──────── Passage for review
In this tutorial, the pull-out process of a medical screw from bone is simulated in Abaqus to investigate damage. This type of threaded fastener is inserted directly into the bone without tension in the screw or clamping force in the bone. Such screws are widely used in treatments for neck and spine injuries, as well as hip and knee replacements.
The strength of the screw–bone connection is critical for post-surgery recovery and long-term patient mobility. Therefore, ensuring high reliability of self-tapping screws in medical devices is essential.
- Modeling:
- The bone is modeled as a three-dimensional solid part.
- The screw, due to its complex geometry, is imported into Abaqus as a rigid part.
- Material Behavior:
- The Johnson-Cook hardening law is applied to analyze the dynamic behavior of the bone material.
- Elastic properties and Johnson-Cook plasticity are used to represent bone behavior under dynamic loading.
- Damage is modeled using the Johnson-Cook damage criterion.
- Simulation Setup:
- The contact zone between bone and screw is defined to allow for damage and failure during pull-out.
- A dynamic explicit step is chosen, as it is suitable for this type of analysis.
- Mass scaling is applied to reduce simulation time.
- General contact capability is used, with erosion defined in the input file to capture failure at the interface.
- Boundary conditions: the bone is fixed, while the screw is given axial displacement without rotation.
- A fine mesh is applied at the contact zone to improve accuracy.
- Results: After the simulation, results such as damage, failure, stress, and strain can be obtained. Figures of the assembled model and simulation results are provided for visualization.
────────────────
──────── Information
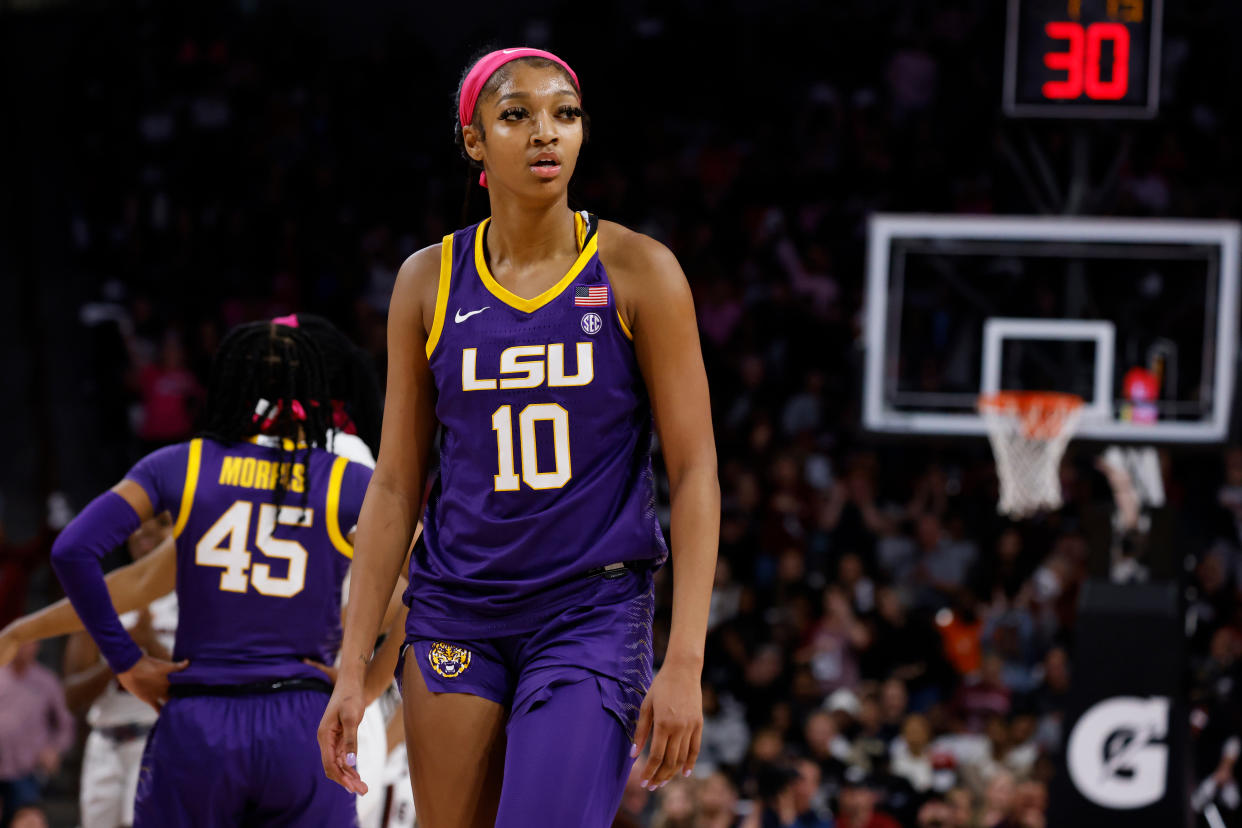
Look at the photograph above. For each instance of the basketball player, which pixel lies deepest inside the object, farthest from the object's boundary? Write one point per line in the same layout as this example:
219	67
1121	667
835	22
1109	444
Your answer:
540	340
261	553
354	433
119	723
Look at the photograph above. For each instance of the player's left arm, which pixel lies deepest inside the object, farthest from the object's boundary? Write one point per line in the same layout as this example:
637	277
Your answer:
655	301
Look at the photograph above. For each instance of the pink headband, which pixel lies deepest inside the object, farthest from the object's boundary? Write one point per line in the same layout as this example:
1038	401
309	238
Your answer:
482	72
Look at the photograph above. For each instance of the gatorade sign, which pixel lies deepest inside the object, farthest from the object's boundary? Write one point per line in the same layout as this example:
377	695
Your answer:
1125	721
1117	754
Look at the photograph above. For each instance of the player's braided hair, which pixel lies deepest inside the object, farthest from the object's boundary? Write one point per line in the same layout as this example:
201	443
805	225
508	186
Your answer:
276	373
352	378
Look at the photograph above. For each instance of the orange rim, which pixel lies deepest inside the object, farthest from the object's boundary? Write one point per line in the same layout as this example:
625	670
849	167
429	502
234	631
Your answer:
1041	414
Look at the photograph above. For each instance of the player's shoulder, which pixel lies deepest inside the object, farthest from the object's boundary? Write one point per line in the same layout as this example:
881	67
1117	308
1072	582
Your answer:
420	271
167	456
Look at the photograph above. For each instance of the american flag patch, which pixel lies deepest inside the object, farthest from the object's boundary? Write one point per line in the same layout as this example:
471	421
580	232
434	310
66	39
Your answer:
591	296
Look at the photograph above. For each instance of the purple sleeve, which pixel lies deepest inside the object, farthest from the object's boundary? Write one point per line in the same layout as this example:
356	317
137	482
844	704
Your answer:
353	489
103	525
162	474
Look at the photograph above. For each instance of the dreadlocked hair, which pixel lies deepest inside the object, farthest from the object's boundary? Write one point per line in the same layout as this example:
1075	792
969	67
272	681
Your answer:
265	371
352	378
────────────────
**What you need to do**
A: In the screw pull-out tutorial, copy the passage from "- Damage is" to "displacement without rotation.".
B: According to the screw pull-out tutorial, how is the screw imported into Abaqus, and why?

**Solutions**
A:
- Damage is modeled using the Johnson-Cook damage criterion.
- Simulation Setup:
- The contact zone between bone and screw is defined to allow for damage and failure during pull-out.
- A dynamic explicit step is chosen, as it is suitable for this type of analysis.
- Mass scaling is applied to reduce simulation time.
- General contact capability is used, with erosion defined in the input file to capture failure at the interface.
- Boundary conditions: the bone is fixed, while the screw is given axial displacement without rotation.

B: It is imported as a rigid part because of its complex geometry.